GIVEN TEXT
++++++++
The pollen grain germinates on the surface of the stigma and forms an elongating tube that navigates through the female tissues toward the ovule to deliver its two sperm cells for double fertilization. Like growth cones of axons, pollen tubes require a signaling network to recognize and interpret extracellular cues that determine the site and the direction of tip growth.
Within the past years, crucial molecular players of the pollen tube tip growth machinery have been identified, including a tip-focused calcium gradient, elaborate F-actin dynamics, tip-directed vesicle trafficking, and localized exocytosis. In our lab, we identified the Armadillo repeat protein ARMADILLO REPEAT ONLY 1 (ARO1) as a novel player of the pollen tube tip growth machinery (Gebert et al., 2008). Currently, we investigate the mechanistic function of ARO1 and related ARO protein family members in cell polarization.
2. Establishment of polarity in the egg cell
The egg cell and the zygote
The mature egg cell of the model plant Arabidopsis thaliana is a highly-polarized cell. The large vacuole is located at the micropylar pole of the egg cell, adjacent to the micropyle of the ovule (the entrance point of the pollen tube), while the nucleus and most of the cytoplasm is located at the opposing chalazal pole.
Immediately after fertilization, the vacuolar organization changes and the zygote nucleus is moved away from the chalazal pole. Live-cell imaging during the entire process of zygote polarization revealed that the preexisting alignment of microtubules and F-actin in the egg cell is lost on fertilization and that the rapidly elongating zygote reorients the cytoskeletons to perform directional cell elongation and polar nuclear migration (Kimata et al. 2016, PNAS 113, 14157-14162).
The first zygotic cell division is transverse and asymmetric, producing a smaller apical cell and a larger basal cell. The two daughter cells do not only differ in terms of their morphology but also in their developmental fate. The apical cell gives rise to the later embryo, while the basal cell mainly forms the extra-embryonic suspensor.
3. ARO proteins and polarity
In order to identify novel players participating in the establishment of cell polarity in egg cells and pollen tubes, we performed transcriptomics approaches using isolated egg cells of wheat and Arabidopsis. We focused on uncharacterized (novel) transcripts present both in egg cell and in pollen tubes.
++++++++
INPUT DATA
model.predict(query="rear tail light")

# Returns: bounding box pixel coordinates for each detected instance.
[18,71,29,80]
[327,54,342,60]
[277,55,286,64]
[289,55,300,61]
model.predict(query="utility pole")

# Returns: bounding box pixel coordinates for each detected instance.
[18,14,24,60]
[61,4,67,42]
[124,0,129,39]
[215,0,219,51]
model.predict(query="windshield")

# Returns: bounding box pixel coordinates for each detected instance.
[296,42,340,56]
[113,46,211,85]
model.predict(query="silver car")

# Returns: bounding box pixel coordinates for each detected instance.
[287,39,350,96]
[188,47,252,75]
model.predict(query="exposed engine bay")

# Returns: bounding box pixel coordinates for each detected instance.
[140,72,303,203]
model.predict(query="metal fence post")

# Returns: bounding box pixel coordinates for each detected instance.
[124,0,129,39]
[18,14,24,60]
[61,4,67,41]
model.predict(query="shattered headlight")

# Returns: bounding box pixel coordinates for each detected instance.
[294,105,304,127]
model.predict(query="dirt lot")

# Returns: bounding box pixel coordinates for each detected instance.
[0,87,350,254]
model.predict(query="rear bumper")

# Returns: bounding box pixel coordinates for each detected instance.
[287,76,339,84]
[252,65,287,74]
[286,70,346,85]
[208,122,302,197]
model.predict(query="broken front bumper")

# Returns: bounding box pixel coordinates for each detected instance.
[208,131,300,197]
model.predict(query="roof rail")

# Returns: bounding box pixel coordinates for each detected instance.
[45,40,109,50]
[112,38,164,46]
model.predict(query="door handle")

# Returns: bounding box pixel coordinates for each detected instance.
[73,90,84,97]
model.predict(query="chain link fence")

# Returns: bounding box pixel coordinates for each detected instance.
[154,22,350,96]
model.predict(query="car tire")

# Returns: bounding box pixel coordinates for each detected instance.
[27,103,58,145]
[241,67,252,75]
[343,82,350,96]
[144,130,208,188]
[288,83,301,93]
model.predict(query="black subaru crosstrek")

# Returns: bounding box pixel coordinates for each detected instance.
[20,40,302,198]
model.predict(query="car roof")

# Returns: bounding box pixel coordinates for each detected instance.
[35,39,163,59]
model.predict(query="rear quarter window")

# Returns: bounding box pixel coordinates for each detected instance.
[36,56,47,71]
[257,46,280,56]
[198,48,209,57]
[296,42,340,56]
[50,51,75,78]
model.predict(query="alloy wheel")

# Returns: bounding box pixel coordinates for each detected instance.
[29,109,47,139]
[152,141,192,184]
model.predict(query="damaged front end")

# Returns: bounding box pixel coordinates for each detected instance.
++++++++
EXERCISE REQUIREMENTS
- A) Based on the cell polarity text, answer yes or no for each statement and quote the words that decide it: (i) The first zygotic division yields a larger apical cell and a smaller basal cell. (ii) In the mature egg cell, the large vacuole sits at the micropylar pole. (iii) The basal cell gives rise to the later embryo.
- B) Reproduce the part of the cell polarity text starting at "Immediately after fertilization, the" and ending at "PNAS 113, 14157-14162).".
The material has no connection to the cell polarity text.

SOLUTIONS
- A)
(i) No: "producing a smaller apical cell and a larger basal cell"
(ii) Yes: "The large vacuole is located at the micropylar pole of the egg cell"
(iii) No: "The apical cell gives rise to the later embryo, while the basal cell mainly forms the extra-embryonic suspensor"

- B)
Immediately after fertilization, the vacuolar organization changes and the zygote nucleus is moved away from the chalazal pole. Live-cell imaging during the entire process of zygote polarization revealed that the preexisting alignment of microtubules and F-actin in the egg cell is lost on fertilization and that the rapidly elongating zygote reorients the cytoskeletons to perform directional cell elongation and polar nuclear migration (Kimata et al. 2016, PNAS 113, 14157-14162).